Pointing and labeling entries
○ ○ ○ ○ ○
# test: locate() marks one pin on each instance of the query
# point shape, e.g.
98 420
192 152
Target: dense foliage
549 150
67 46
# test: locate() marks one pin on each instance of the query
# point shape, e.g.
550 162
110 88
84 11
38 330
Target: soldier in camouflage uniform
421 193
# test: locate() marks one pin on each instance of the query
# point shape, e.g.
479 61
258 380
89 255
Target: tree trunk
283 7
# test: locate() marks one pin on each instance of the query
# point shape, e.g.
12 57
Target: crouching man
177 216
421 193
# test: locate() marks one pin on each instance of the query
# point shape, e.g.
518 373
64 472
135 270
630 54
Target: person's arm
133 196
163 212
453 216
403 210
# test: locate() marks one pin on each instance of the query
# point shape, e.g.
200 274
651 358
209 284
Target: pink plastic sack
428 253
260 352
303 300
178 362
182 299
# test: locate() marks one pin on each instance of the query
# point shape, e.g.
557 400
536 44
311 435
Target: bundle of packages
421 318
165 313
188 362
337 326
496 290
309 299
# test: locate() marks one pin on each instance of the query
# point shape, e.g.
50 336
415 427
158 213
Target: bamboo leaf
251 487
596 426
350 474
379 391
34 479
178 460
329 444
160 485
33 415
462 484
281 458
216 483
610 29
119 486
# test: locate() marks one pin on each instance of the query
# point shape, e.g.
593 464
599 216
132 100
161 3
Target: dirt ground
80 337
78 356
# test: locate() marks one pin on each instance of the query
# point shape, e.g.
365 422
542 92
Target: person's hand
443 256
○ ○ ○ ○ ○
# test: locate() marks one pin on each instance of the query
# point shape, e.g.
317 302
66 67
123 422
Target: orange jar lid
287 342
○ ○ ○ ○ ○
The problem
Gather every line from the entries above that contains the string "person".

Expected answer
Target: person's arm
Target: person's hand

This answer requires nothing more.